Task to complete — Everything from the line that contains "of the small" through the final line of the records should be written out exactly, and nothing outside that span.
*** Provided data
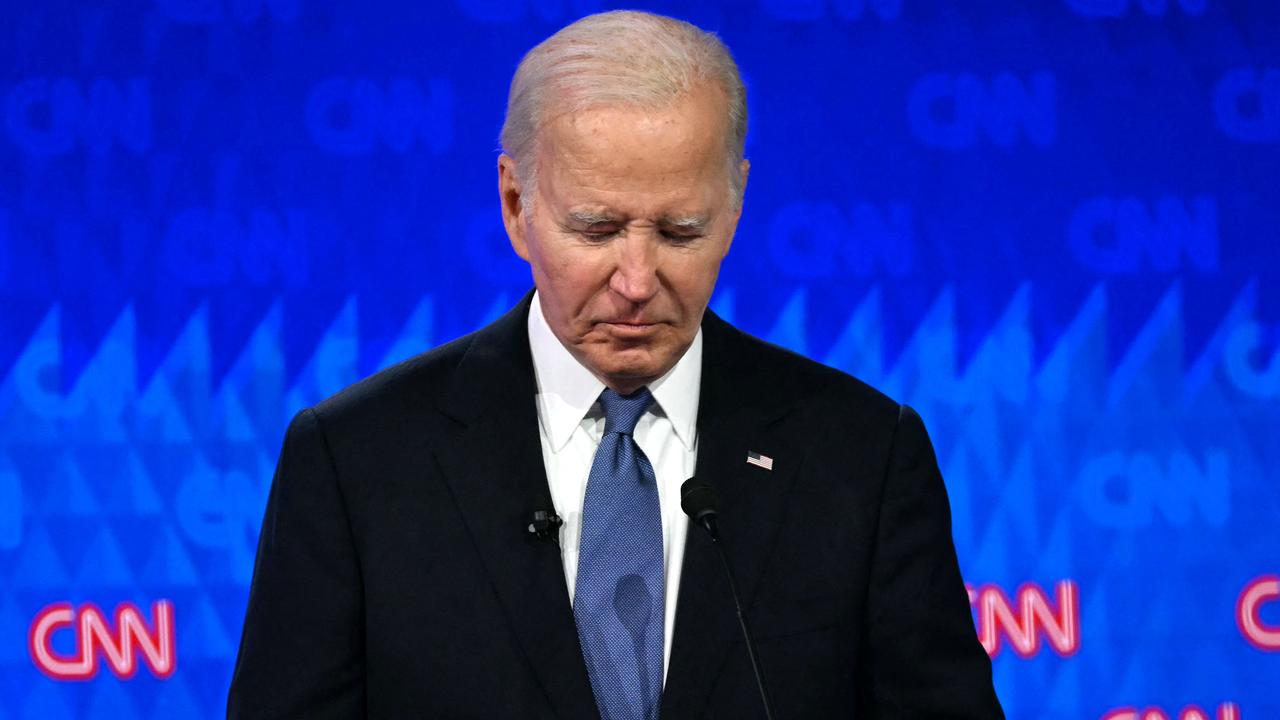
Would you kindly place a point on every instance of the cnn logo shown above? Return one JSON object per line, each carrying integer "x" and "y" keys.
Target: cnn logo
{"x": 95, "y": 637}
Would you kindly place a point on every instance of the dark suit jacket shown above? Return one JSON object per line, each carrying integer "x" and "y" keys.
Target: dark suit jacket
{"x": 396, "y": 577}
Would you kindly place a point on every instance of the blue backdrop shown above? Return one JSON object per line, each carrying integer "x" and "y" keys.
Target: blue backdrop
{"x": 1052, "y": 227}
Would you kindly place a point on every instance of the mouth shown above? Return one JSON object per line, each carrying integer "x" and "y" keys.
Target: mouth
{"x": 630, "y": 329}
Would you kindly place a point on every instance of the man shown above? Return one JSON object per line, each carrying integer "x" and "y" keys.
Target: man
{"x": 401, "y": 570}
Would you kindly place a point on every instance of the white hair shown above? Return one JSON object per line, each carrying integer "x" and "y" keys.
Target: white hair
{"x": 620, "y": 58}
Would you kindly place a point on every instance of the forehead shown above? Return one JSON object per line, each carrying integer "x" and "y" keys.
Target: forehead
{"x": 638, "y": 160}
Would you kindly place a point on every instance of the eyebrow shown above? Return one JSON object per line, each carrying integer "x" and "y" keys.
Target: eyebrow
{"x": 695, "y": 223}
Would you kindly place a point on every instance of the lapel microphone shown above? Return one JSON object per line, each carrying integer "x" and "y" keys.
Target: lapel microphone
{"x": 544, "y": 525}
{"x": 699, "y": 501}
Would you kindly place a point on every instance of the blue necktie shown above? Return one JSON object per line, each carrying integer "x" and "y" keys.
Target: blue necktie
{"x": 620, "y": 592}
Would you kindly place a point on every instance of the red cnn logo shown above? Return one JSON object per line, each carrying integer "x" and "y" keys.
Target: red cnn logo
{"x": 1032, "y": 616}
{"x": 1225, "y": 711}
{"x": 95, "y": 637}
{"x": 1257, "y": 592}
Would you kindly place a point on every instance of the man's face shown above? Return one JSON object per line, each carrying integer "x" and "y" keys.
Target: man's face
{"x": 627, "y": 231}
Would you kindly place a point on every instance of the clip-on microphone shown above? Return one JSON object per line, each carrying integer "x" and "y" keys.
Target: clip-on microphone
{"x": 544, "y": 525}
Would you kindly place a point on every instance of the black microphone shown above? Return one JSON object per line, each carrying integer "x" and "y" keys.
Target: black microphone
{"x": 699, "y": 501}
{"x": 544, "y": 525}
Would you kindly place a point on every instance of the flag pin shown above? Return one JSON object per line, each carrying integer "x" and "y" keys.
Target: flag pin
{"x": 759, "y": 460}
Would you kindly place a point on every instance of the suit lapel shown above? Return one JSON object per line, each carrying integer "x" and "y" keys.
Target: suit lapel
{"x": 739, "y": 402}
{"x": 494, "y": 469}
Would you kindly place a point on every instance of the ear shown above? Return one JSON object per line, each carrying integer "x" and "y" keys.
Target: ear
{"x": 512, "y": 208}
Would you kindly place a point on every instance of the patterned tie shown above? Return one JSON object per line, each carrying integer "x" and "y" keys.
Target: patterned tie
{"x": 620, "y": 592}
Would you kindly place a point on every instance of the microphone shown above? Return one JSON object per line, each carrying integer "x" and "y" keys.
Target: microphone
{"x": 544, "y": 525}
{"x": 699, "y": 501}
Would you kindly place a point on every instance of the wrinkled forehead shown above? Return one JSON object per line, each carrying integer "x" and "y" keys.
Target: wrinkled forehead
{"x": 603, "y": 154}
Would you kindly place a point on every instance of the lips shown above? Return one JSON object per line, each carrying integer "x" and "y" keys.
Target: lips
{"x": 630, "y": 328}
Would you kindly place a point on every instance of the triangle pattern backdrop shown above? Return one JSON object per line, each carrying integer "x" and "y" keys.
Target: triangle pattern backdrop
{"x": 1052, "y": 228}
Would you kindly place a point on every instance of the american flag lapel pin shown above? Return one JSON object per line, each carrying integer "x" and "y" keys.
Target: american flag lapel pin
{"x": 759, "y": 460}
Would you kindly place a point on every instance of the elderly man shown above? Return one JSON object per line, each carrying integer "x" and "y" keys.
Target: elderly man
{"x": 410, "y": 564}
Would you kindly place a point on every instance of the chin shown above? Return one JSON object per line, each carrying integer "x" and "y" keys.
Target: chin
{"x": 634, "y": 364}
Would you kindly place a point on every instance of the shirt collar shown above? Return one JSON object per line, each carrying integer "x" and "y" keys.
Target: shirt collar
{"x": 566, "y": 390}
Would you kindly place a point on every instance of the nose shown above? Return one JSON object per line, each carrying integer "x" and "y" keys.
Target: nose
{"x": 636, "y": 273}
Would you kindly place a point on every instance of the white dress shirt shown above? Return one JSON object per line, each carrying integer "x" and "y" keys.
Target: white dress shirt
{"x": 570, "y": 423}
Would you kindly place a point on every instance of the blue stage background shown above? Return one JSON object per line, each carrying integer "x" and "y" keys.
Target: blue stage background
{"x": 1051, "y": 227}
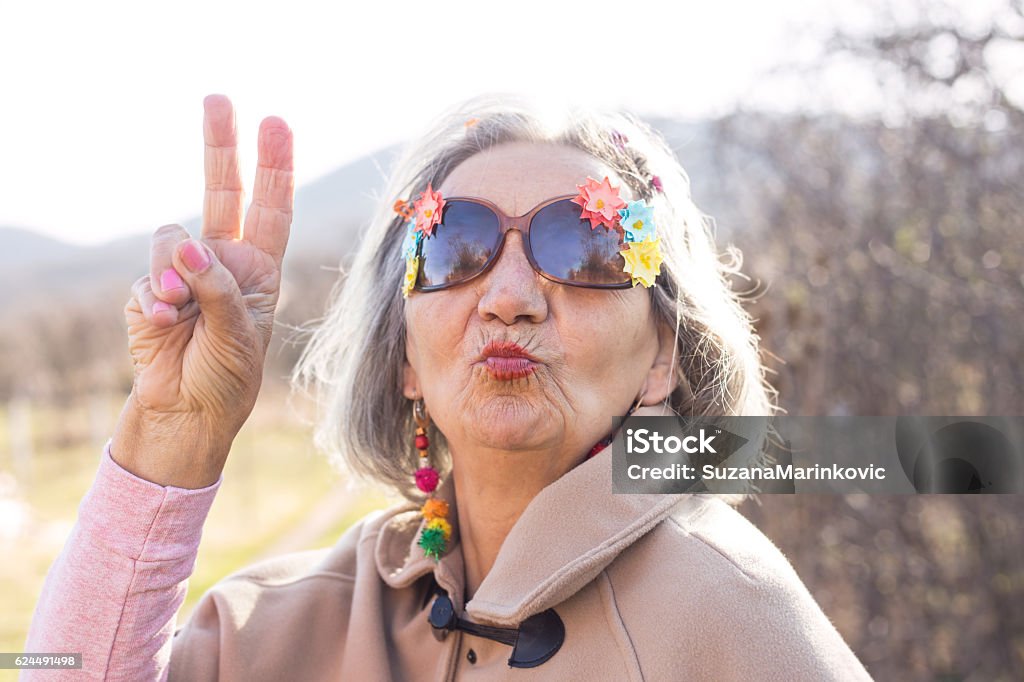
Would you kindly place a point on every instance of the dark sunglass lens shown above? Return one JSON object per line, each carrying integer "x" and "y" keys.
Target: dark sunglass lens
{"x": 461, "y": 244}
{"x": 566, "y": 248}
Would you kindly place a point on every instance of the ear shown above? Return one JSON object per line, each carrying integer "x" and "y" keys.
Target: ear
{"x": 662, "y": 379}
{"x": 410, "y": 382}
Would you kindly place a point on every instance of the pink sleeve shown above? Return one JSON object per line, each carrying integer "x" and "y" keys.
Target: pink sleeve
{"x": 113, "y": 592}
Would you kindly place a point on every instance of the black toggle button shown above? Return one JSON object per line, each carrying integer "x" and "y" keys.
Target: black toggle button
{"x": 535, "y": 641}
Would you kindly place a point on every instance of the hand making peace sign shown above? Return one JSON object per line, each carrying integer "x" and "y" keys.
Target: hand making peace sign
{"x": 200, "y": 323}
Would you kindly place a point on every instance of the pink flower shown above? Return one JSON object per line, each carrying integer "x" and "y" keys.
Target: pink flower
{"x": 600, "y": 203}
{"x": 428, "y": 210}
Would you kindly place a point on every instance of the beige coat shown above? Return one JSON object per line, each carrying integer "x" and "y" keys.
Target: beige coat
{"x": 648, "y": 587}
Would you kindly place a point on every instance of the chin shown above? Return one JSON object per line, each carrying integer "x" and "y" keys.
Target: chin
{"x": 512, "y": 422}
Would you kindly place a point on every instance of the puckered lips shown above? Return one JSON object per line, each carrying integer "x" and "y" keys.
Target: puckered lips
{"x": 506, "y": 360}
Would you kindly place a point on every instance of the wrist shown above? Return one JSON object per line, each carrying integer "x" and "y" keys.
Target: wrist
{"x": 169, "y": 449}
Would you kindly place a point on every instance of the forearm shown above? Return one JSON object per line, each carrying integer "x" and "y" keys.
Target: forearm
{"x": 151, "y": 446}
{"x": 113, "y": 592}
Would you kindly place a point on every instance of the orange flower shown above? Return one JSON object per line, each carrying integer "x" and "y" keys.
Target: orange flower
{"x": 600, "y": 203}
{"x": 428, "y": 210}
{"x": 434, "y": 508}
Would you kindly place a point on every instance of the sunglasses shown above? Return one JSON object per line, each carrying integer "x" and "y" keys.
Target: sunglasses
{"x": 559, "y": 245}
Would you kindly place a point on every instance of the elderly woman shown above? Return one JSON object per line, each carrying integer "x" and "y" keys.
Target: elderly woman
{"x": 535, "y": 279}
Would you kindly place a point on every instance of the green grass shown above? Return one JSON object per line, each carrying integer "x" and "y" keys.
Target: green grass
{"x": 272, "y": 480}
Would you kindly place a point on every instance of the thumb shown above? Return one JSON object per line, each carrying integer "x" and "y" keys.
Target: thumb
{"x": 213, "y": 287}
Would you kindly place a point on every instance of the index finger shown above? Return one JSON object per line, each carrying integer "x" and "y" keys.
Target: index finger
{"x": 269, "y": 218}
{"x": 224, "y": 195}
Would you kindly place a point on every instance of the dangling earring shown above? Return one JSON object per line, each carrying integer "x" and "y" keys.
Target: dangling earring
{"x": 434, "y": 536}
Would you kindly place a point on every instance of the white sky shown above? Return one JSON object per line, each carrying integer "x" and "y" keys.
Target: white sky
{"x": 100, "y": 102}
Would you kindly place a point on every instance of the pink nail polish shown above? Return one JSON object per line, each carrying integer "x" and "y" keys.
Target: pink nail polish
{"x": 195, "y": 256}
{"x": 170, "y": 281}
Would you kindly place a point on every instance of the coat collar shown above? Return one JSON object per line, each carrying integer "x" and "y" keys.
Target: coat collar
{"x": 568, "y": 533}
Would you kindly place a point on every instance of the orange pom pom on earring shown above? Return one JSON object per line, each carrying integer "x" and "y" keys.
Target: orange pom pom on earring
{"x": 436, "y": 530}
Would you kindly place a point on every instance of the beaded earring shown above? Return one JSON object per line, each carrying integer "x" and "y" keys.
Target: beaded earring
{"x": 436, "y": 531}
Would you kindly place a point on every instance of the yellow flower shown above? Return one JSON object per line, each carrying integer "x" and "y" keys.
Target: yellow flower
{"x": 441, "y": 525}
{"x": 434, "y": 508}
{"x": 412, "y": 269}
{"x": 643, "y": 261}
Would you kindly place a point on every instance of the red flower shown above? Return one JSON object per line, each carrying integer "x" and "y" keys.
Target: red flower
{"x": 600, "y": 203}
{"x": 428, "y": 210}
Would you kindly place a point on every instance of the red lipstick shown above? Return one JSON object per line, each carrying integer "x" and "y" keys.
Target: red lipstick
{"x": 506, "y": 360}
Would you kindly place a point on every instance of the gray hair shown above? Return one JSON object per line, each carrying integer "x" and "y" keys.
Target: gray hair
{"x": 354, "y": 358}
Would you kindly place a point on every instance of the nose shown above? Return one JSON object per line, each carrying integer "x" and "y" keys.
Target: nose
{"x": 511, "y": 290}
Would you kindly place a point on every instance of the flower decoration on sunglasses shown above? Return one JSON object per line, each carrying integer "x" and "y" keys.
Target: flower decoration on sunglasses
{"x": 427, "y": 210}
{"x": 423, "y": 215}
{"x": 602, "y": 205}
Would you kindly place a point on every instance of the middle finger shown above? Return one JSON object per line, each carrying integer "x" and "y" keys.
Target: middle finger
{"x": 224, "y": 195}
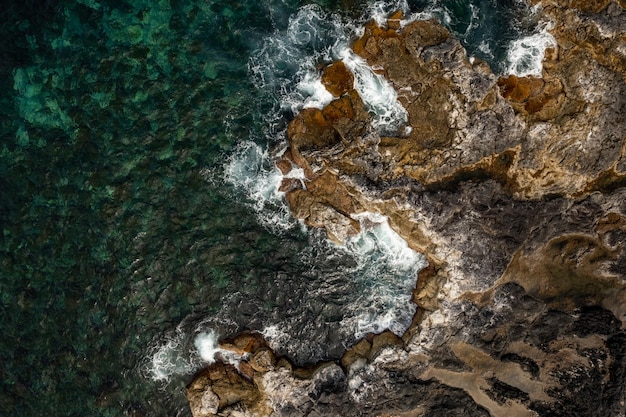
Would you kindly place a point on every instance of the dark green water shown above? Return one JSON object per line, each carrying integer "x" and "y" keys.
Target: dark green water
{"x": 116, "y": 120}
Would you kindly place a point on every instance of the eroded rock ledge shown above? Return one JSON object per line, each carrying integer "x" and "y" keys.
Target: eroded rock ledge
{"x": 514, "y": 188}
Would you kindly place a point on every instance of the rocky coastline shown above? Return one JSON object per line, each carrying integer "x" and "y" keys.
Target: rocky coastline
{"x": 515, "y": 190}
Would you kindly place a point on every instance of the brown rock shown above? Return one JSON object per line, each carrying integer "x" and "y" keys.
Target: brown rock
{"x": 394, "y": 19}
{"x": 520, "y": 89}
{"x": 360, "y": 350}
{"x": 263, "y": 360}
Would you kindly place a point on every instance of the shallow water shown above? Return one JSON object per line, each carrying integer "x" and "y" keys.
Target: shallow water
{"x": 139, "y": 206}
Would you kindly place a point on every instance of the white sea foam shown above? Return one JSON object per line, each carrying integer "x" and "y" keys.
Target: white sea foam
{"x": 176, "y": 356}
{"x": 170, "y": 358}
{"x": 316, "y": 95}
{"x": 379, "y": 96}
{"x": 251, "y": 169}
{"x": 206, "y": 344}
{"x": 387, "y": 272}
{"x": 525, "y": 55}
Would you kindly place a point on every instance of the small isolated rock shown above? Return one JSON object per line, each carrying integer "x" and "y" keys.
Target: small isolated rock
{"x": 263, "y": 360}
{"x": 209, "y": 404}
{"x": 337, "y": 78}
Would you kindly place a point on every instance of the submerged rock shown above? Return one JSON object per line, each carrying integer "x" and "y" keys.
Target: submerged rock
{"x": 515, "y": 190}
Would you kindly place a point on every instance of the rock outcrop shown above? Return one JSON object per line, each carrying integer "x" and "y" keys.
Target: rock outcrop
{"x": 515, "y": 190}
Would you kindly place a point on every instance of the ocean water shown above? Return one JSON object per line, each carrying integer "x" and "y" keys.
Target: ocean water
{"x": 140, "y": 215}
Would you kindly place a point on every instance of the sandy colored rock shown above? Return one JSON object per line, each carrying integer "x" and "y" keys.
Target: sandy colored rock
{"x": 513, "y": 188}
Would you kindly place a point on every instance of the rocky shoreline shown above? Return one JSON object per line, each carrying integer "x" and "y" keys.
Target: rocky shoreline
{"x": 515, "y": 190}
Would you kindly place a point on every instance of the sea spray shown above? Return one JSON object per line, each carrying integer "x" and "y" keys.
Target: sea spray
{"x": 525, "y": 55}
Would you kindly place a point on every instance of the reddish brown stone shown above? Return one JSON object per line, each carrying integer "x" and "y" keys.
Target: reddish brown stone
{"x": 520, "y": 89}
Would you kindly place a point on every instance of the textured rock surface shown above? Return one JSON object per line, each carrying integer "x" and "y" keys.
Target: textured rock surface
{"x": 515, "y": 190}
******
Written response —
Would you kindly place a point on every instance of the small isolated rock shown above? Return one JSON object per line, each carrying integer "x" and "y" keys.
Target: small isolated rock
{"x": 263, "y": 360}
{"x": 209, "y": 404}
{"x": 337, "y": 78}
Would you kindly place a point on every instance of the submerged rock shown above? Return one JSON object per line, each carrying integer "x" and "y" keys.
Target: submerged rock
{"x": 515, "y": 190}
Would you kindly place a point on every instance of the rock outcrop shown above? Return one JSON object per line, each carrying integer "x" and "y" keys.
Target: rock outcrop
{"x": 515, "y": 190}
Would you kindly place a point on every instance of the ocean water shown above? Return one JSON object per line, each carrying integer "x" and "y" keys.
Target: ocean water
{"x": 140, "y": 215}
Would you kindly place a point on every instance of the sandy colored rock shown above? Return one JSON object per line, each carrying integer "x" and "y" keys.
Target: sandy colored rock
{"x": 513, "y": 188}
Would you kindly place a point on every instance of the rocky shoreline shown above? Return one JSON object per line, each carrying integer "x" and "y" keys.
Target: rocky shoreline
{"x": 515, "y": 190}
Would you kindly place a point on every instance of the sea spray shown above? Return one JSON object per line, each carrying integer "x" and "y" keys.
Target: sea spray
{"x": 525, "y": 55}
Would you kindly place a point on every instance of the reddish brown stone shown above? Return one JSON object per line, each carrying integer "x" and "y" keys.
Target: reddish brown stone
{"x": 520, "y": 89}
Would you kindly place a point on every instance of the textured rock surface shown above? Return one JSON object per line, each carrying integer "x" and "y" keys.
Target: textured rock surface
{"x": 515, "y": 190}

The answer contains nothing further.